*Exercise objective*: Please print the passage below about gender and development in full, word for word.

*Selected extract*:
Our whole development is indeed a series of transitions: we move from certain positions and sometimes we return to them; that is, our negotiation of stages is not all in a linear fashion, and we often return to earlier ‘thinking’ with a more experienced eye. Increasingly, with society in such a changing situation around gender roles, we are all in fact in transition in relation to it. What does this now mean for our relationships? Do we do away with gender altogether? Perhaps in some ways we need to. But do our genders have to be changed in order to be able to hold the tensions and ambiguity of our gendered selves? Could there be some painful work of self-acceptance that might need to be negotiated for young children like Jazz, and will this work be arrested if we jump on the gender-changing bandwagon too quickly?

*Dataset extract*:
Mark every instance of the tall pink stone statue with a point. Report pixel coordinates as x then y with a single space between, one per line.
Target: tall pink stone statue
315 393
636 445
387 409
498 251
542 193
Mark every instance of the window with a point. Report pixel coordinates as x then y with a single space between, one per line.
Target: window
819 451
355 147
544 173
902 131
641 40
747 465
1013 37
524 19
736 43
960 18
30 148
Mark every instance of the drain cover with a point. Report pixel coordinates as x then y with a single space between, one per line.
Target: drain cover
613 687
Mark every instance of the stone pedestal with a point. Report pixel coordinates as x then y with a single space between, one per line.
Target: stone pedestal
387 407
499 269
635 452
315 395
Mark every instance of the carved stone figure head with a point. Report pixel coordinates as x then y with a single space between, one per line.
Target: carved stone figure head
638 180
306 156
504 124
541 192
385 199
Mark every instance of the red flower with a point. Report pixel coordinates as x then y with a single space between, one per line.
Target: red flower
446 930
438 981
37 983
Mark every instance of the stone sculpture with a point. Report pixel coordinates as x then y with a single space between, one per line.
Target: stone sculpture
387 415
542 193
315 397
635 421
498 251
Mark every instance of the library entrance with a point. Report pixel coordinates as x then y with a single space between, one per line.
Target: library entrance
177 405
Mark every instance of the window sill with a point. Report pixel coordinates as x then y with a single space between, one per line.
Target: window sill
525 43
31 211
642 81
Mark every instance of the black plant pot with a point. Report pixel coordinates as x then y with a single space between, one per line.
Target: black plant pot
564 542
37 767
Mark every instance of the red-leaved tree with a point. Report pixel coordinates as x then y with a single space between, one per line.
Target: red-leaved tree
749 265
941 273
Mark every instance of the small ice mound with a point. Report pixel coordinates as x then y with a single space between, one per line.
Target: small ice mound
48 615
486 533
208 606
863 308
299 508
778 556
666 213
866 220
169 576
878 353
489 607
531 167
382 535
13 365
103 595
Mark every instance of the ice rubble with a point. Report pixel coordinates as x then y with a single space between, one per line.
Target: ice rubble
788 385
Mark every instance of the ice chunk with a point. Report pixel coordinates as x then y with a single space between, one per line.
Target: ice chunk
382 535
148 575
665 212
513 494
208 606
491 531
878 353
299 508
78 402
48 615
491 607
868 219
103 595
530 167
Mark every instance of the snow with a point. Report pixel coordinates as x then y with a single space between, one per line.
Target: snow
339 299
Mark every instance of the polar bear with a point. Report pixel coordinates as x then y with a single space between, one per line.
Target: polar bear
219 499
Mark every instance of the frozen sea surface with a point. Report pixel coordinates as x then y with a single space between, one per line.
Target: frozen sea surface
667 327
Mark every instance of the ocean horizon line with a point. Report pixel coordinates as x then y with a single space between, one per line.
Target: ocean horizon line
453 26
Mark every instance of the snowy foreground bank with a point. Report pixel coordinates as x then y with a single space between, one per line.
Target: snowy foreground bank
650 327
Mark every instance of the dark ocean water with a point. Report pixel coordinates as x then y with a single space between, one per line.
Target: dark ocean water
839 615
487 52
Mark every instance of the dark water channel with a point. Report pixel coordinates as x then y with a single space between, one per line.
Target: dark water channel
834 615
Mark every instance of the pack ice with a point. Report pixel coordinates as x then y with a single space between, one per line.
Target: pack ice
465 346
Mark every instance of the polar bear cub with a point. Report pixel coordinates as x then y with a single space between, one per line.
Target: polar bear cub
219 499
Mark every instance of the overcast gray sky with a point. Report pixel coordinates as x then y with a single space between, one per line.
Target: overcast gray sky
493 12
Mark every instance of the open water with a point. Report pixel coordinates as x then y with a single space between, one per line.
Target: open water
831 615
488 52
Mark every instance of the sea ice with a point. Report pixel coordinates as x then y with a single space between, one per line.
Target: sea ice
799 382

*Answer*:
Our whole development is indeed a series of transitions: we move from certain positions and sometimes we return to them; that is, our negotiation of stages is not all in a linear fashion, and we often return to earlier ‘thinking’ with a more experienced eye. Increasingly, with society in such a changing situation around gender roles, we are all in fact in transition in relation to it. What does this now mean for our relationships? Do we do away with gender altogether? Perhaps in some ways we need to. But do our genders have to be changed in order to be able to hold the tensions and ambiguity of our gendered selves? Could there be some painful work of self-acceptance that might need to be negotiated for young children like Jazz, and will this work be arrested if we jump on the gender-changing bandwagon too quickly?